Short task: Locate the line containing "Target: baroque palace facade" in the material below; repeat it and every line after it, exactly as written.

>>>

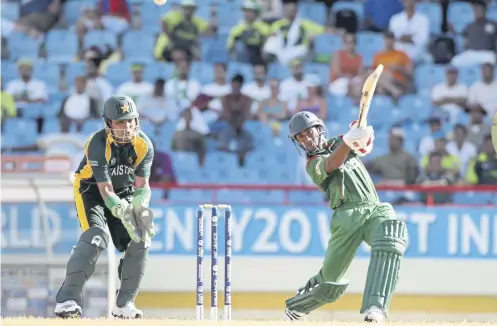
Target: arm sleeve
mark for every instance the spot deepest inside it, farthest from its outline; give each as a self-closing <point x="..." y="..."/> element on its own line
<point x="316" y="169"/>
<point x="96" y="157"/>
<point x="145" y="153"/>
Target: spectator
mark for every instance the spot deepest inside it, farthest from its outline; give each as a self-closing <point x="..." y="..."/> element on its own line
<point x="137" y="87"/>
<point x="8" y="105"/>
<point x="427" y="143"/>
<point x="219" y="88"/>
<point x="154" y="107"/>
<point x="449" y="162"/>
<point x="482" y="169"/>
<point x="396" y="78"/>
<point x="294" y="88"/>
<point x="190" y="138"/>
<point x="477" y="127"/>
<point x="27" y="89"/>
<point x="181" y="33"/>
<point x="97" y="86"/>
<point x="181" y="90"/>
<point x="162" y="169"/>
<point x="246" y="39"/>
<point x="461" y="147"/>
<point x="258" y="89"/>
<point x="412" y="31"/>
<point x="78" y="107"/>
<point x="272" y="110"/>
<point x="236" y="110"/>
<point x="37" y="17"/>
<point x="110" y="15"/>
<point x="272" y="10"/>
<point x="480" y="37"/>
<point x="434" y="174"/>
<point x="346" y="67"/>
<point x="291" y="36"/>
<point x="315" y="101"/>
<point x="450" y="96"/>
<point x="483" y="93"/>
<point x="398" y="167"/>
<point x="377" y="13"/>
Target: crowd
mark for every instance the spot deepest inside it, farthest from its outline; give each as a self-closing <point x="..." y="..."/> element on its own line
<point x="255" y="69"/>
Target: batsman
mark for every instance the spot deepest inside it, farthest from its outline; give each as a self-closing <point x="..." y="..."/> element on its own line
<point x="111" y="191"/>
<point x="358" y="215"/>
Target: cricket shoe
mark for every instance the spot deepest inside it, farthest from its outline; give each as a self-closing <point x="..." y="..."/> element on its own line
<point x="375" y="315"/>
<point x="129" y="311"/>
<point x="294" y="315"/>
<point x="68" y="309"/>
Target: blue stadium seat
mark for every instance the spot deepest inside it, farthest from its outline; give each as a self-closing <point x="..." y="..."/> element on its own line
<point x="49" y="72"/>
<point x="434" y="13"/>
<point x="21" y="132"/>
<point x="21" y="45"/>
<point x="101" y="39"/>
<point x="327" y="44"/>
<point x="460" y="14"/>
<point x="357" y="7"/>
<point x="73" y="10"/>
<point x="61" y="46"/>
<point x="118" y="73"/>
<point x="203" y="72"/>
<point x="74" y="70"/>
<point x="10" y="11"/>
<point x="428" y="75"/>
<point x="368" y="44"/>
<point x="415" y="108"/>
<point x="469" y="75"/>
<point x="51" y="126"/>
<point x="138" y="46"/>
<point x="321" y="70"/>
<point x="315" y="11"/>
<point x="156" y="70"/>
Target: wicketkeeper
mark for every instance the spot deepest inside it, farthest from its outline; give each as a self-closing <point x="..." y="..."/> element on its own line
<point x="111" y="190"/>
<point x="358" y="215"/>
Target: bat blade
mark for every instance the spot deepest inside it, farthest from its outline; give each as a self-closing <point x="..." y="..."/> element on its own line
<point x="367" y="95"/>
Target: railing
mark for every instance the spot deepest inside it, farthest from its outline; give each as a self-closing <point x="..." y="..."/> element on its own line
<point x="429" y="190"/>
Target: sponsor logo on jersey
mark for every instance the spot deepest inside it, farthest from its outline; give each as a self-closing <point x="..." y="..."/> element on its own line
<point x="121" y="170"/>
<point x="350" y="165"/>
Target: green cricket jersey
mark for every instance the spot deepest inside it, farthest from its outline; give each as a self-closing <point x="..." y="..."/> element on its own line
<point x="105" y="161"/>
<point x="348" y="184"/>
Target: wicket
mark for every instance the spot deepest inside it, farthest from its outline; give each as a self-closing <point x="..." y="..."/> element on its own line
<point x="214" y="264"/>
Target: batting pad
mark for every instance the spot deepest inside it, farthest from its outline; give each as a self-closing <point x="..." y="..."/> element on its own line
<point x="387" y="249"/>
<point x="317" y="296"/>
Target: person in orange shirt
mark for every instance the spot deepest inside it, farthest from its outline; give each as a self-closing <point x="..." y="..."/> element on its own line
<point x="397" y="74"/>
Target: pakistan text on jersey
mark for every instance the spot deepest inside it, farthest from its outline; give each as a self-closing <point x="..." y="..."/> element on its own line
<point x="121" y="170"/>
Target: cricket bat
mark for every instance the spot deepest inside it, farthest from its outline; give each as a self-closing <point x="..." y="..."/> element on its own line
<point x="367" y="95"/>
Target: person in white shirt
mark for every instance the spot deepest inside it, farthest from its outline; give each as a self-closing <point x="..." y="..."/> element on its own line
<point x="459" y="146"/>
<point x="412" y="31"/>
<point x="137" y="87"/>
<point x="294" y="88"/>
<point x="77" y="107"/>
<point x="483" y="93"/>
<point x="217" y="89"/>
<point x="450" y="95"/>
<point x="26" y="89"/>
<point x="181" y="91"/>
<point x="427" y="143"/>
<point x="258" y="89"/>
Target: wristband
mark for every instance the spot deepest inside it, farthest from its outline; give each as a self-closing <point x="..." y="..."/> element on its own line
<point x="141" y="197"/>
<point x="112" y="201"/>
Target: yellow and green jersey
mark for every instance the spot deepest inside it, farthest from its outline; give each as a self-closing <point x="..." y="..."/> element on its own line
<point x="349" y="184"/>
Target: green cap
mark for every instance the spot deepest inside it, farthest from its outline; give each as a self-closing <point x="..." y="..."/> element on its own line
<point x="120" y="107"/>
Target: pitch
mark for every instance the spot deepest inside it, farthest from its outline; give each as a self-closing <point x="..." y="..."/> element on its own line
<point x="177" y="322"/>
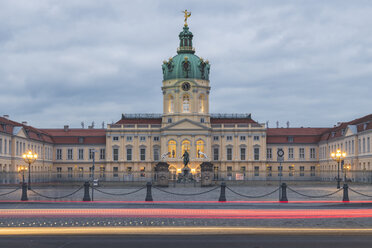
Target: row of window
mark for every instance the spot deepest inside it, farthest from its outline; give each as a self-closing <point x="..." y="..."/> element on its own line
<point x="290" y="152"/>
<point x="81" y="151"/>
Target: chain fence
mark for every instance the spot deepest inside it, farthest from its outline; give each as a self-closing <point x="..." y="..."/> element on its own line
<point x="251" y="196"/>
<point x="186" y="194"/>
<point x="57" y="197"/>
<point x="314" y="196"/>
<point x="126" y="193"/>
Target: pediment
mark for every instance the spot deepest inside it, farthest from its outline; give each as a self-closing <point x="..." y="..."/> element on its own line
<point x="186" y="124"/>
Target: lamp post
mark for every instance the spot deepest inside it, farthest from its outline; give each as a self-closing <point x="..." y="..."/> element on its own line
<point x="93" y="151"/>
<point x="29" y="158"/>
<point x="338" y="157"/>
<point x="22" y="169"/>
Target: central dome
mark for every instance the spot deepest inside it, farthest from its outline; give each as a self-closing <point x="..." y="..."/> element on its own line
<point x="185" y="64"/>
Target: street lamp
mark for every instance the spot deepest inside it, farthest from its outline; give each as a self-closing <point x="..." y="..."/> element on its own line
<point x="347" y="167"/>
<point x="29" y="158"/>
<point x="22" y="169"/>
<point x="338" y="157"/>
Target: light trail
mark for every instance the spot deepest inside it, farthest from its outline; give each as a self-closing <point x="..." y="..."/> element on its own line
<point x="191" y="213"/>
<point x="46" y="231"/>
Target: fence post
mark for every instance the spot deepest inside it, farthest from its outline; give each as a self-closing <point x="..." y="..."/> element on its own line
<point x="148" y="192"/>
<point x="86" y="191"/>
<point x="222" y="193"/>
<point x="24" y="192"/>
<point x="345" y="198"/>
<point x="283" y="197"/>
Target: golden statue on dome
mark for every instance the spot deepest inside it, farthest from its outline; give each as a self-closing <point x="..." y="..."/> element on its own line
<point x="187" y="15"/>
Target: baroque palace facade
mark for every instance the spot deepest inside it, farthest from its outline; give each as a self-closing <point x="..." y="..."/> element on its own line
<point x="238" y="147"/>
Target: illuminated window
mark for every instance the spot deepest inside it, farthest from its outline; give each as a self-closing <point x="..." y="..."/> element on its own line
<point x="186" y="103"/>
<point x="170" y="104"/>
<point x="185" y="146"/>
<point x="172" y="148"/>
<point x="201" y="103"/>
<point x="199" y="147"/>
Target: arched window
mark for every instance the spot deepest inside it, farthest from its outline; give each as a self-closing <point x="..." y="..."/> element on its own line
<point x="185" y="146"/>
<point x="201" y="104"/>
<point x="170" y="104"/>
<point x="199" y="147"/>
<point x="172" y="148"/>
<point x="186" y="103"/>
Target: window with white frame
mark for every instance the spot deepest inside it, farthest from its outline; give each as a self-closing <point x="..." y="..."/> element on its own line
<point x="142" y="154"/>
<point x="229" y="153"/>
<point x="312" y="153"/>
<point x="269" y="153"/>
<point x="242" y="153"/>
<point x="302" y="153"/>
<point x="58" y="154"/>
<point x="69" y="154"/>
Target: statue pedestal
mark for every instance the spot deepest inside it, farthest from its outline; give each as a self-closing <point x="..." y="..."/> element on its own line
<point x="206" y="174"/>
<point x="162" y="174"/>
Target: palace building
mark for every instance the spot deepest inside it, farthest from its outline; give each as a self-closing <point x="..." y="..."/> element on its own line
<point x="239" y="147"/>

<<<

Complete response:
Target: baroque palace facade
mark for every instance the spot deepest inside it, farthest from its outline; give each as a self-closing <point x="..." y="..."/> element on its own line
<point x="238" y="147"/>
Target: illuminated window
mark for every instance the spot deepest inside it, farthest from its outline; give each as a self-closing <point x="..." y="..."/> element on its own line
<point x="186" y="103"/>
<point x="170" y="104"/>
<point x="185" y="146"/>
<point x="172" y="148"/>
<point x="201" y="103"/>
<point x="199" y="147"/>
Target: arched window
mark for every instance the spot deepest inside it, farthest from its outline; give each as a self-closing <point x="..." y="..."/> element on its own line
<point x="185" y="146"/>
<point x="201" y="104"/>
<point x="170" y="104"/>
<point x="199" y="147"/>
<point x="172" y="148"/>
<point x="186" y="103"/>
Target: window with white frame
mark for every instance the spot deepest inside it, farthest from its outline; give each as a self-closing <point x="..." y="..."/> element on its own line
<point x="142" y="154"/>
<point x="229" y="153"/>
<point x="312" y="153"/>
<point x="269" y="153"/>
<point x="242" y="153"/>
<point x="302" y="153"/>
<point x="58" y="154"/>
<point x="69" y="154"/>
Target: statue pedestal
mark for every instance the spot deepest inside it, farthest from its outline; give each as a self-closing <point x="..." y="..."/> element on its own line
<point x="206" y="174"/>
<point x="162" y="174"/>
Target: palace building
mark for every instance the spot deepest inside it, farthest from its outline; give each as a self-closing <point x="..." y="..."/> element on its own line
<point x="239" y="147"/>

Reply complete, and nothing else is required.